▶ **GIVEN TEXT**:
'''
In Alabama, the U.S. Army Garrison Redstone Arsenal's protection of local history resulted in the DoD Environmental Award for Cultural Resources Management.

In Pennsylvania, the natural resources conservation team at Fort Indiantown Gap, a National Guard installation, garnered the award in the Natural Resources Conservation, Team category for their protection of the regal fritillary butterfly.

Responsible for nearly one thousand archaeological sites, Redstone's cultural resources staff developed a comprehensive survey to identify every single one. They then entered an innovative programmatic agreement with the Alabama State Historic Preservation Office allowing the capture and preservation of cultural details and representative samples for each site. The resulting detailed documentation of Redstone's cultural history removed obstacles to mission support activities.
'''
▶ **EXCERPTED DATA**:
'''
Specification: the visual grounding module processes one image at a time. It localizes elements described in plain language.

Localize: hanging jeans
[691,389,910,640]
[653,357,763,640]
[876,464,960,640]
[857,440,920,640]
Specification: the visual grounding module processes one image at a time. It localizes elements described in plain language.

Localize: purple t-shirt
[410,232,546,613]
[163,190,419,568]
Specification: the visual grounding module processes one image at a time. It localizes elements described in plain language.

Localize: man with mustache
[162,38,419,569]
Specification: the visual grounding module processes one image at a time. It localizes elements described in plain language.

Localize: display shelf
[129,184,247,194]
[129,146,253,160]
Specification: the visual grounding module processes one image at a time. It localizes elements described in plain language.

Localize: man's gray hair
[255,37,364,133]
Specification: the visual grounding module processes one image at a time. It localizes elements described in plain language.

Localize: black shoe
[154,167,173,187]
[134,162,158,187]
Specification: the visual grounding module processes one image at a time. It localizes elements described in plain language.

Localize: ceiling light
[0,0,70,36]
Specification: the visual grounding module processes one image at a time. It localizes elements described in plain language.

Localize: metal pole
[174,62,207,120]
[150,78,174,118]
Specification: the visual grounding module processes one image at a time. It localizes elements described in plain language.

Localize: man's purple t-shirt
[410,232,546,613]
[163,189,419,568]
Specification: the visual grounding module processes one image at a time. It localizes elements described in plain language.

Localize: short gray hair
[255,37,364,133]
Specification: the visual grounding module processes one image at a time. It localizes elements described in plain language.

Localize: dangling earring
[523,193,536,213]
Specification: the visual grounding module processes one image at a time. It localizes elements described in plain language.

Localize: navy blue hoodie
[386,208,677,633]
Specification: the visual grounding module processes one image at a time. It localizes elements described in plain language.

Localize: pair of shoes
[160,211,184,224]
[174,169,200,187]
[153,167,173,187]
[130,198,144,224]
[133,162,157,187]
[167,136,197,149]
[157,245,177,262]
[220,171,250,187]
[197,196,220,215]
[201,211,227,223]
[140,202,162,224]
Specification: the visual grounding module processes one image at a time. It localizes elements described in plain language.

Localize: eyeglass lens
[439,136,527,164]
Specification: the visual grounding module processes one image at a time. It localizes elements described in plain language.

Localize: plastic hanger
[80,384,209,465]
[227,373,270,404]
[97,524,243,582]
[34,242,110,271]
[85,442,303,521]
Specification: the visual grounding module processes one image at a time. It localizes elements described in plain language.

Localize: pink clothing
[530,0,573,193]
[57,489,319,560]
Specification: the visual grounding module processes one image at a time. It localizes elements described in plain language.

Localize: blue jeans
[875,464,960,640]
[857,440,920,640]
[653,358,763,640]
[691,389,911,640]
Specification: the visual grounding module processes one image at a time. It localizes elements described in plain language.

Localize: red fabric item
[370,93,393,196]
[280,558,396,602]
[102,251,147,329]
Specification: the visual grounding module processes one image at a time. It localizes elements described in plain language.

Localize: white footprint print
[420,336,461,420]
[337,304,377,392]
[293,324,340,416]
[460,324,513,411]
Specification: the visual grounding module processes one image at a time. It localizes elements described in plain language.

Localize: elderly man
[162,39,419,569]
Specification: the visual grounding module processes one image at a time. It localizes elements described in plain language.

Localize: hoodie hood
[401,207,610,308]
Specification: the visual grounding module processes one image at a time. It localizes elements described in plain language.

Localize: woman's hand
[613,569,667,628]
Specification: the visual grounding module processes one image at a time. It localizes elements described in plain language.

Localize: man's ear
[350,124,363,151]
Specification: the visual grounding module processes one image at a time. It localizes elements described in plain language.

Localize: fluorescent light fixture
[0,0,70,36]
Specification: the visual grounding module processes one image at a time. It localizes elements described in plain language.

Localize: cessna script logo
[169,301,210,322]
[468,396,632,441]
'''
▶ **YOUR TASKS**:
a) According to the passage on the DoD environmental awards, how many archaeological sites were Redstone's cultural resources staff responsible for?
b) Continue the passage on the DoD environmental awards from where it stops.

▶ **SOLVED PROBLEMS**:
a) Nearly one thousand.

b)
"Redstone Arsenal's work to develop a programmatic agreement and implement creative mitigation strategies through consultation is to be highly commended," said Kelly Yasaitis Fanizzo, a specialist with the Advisory Council on Historic Preservation.

The installation also hosts volunteer archaeological excavations and coordinates school field trips to its outdoor classroom built around a full-size replica of a Late Mississippian Period wattle and daub house. Redstone's community outreach and education programs highlight the garrison's cultural resources management program.

More regal fritillary butterflies live on Fort Indiantown Gap than anywhere else east of the Mississippi. The Pennsylvania state species of concern exists on post because of the installation's grassy ranges, but those grassy ranges provide the Army's only live-fire, maneuver training site in the state.

To accommodate the installation's unconventional residents without interrupting training, the Pennsylvania Army National Guard's natural resources team restricted mechanized training on 219 acres of their habitat.

The restricted areas were then designated as virtual mine fields. "That way," said John Fronko, environmental program manager for the Pennsylvania Army National Guard, and leader of the natural resources conservation team, "we are still able to maintain realism and meet our training doctrine requirements at the same time."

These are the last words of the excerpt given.